> INFORMATION GIVEN:
___
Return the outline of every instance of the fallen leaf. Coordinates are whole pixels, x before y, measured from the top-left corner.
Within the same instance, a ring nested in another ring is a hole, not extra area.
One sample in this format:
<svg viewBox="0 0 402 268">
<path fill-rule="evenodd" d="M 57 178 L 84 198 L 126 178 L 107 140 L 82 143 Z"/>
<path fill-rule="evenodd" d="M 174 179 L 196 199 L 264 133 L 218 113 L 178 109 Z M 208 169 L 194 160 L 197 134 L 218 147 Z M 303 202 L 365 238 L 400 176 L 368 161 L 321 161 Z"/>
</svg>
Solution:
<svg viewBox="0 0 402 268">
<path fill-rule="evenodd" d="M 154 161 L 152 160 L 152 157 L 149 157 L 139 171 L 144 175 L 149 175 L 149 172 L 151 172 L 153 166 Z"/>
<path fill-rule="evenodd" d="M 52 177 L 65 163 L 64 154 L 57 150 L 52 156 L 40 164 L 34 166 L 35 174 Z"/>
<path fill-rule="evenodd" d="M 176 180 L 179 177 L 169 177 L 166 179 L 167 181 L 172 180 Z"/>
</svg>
___
> WORK TO COMPLETE:
Transcribe all of the material above, line for line, reproducing every character without alteration.

> TASK RESPONSE:
Return the outline of every instance of the fallen leaf. Coordinates are whole pixels, x before y, measured from the top-left corner.
Within the same instance, a ring nested in another ring is a hole, not extra area.
One sample in this format:
<svg viewBox="0 0 402 268">
<path fill-rule="evenodd" d="M 57 178 L 84 198 L 126 178 L 107 140 L 82 143 Z"/>
<path fill-rule="evenodd" d="M 174 179 L 196 199 L 264 133 L 218 113 L 178 109 Z M 208 169 L 194 160 L 197 134 L 218 147 Z M 303 202 L 365 238 L 400 176 L 368 161 L 321 161 Z"/>
</svg>
Solution:
<svg viewBox="0 0 402 268">
<path fill-rule="evenodd" d="M 154 161 L 152 160 L 152 157 L 149 157 L 139 171 L 144 175 L 149 175 L 149 172 L 151 172 L 153 166 Z"/>
<path fill-rule="evenodd" d="M 52 177 L 65 163 L 64 154 L 57 150 L 52 156 L 40 164 L 34 166 L 35 174 Z"/>
<path fill-rule="evenodd" d="M 176 180 L 179 177 L 169 177 L 166 179 L 167 181 L 172 180 Z"/>
</svg>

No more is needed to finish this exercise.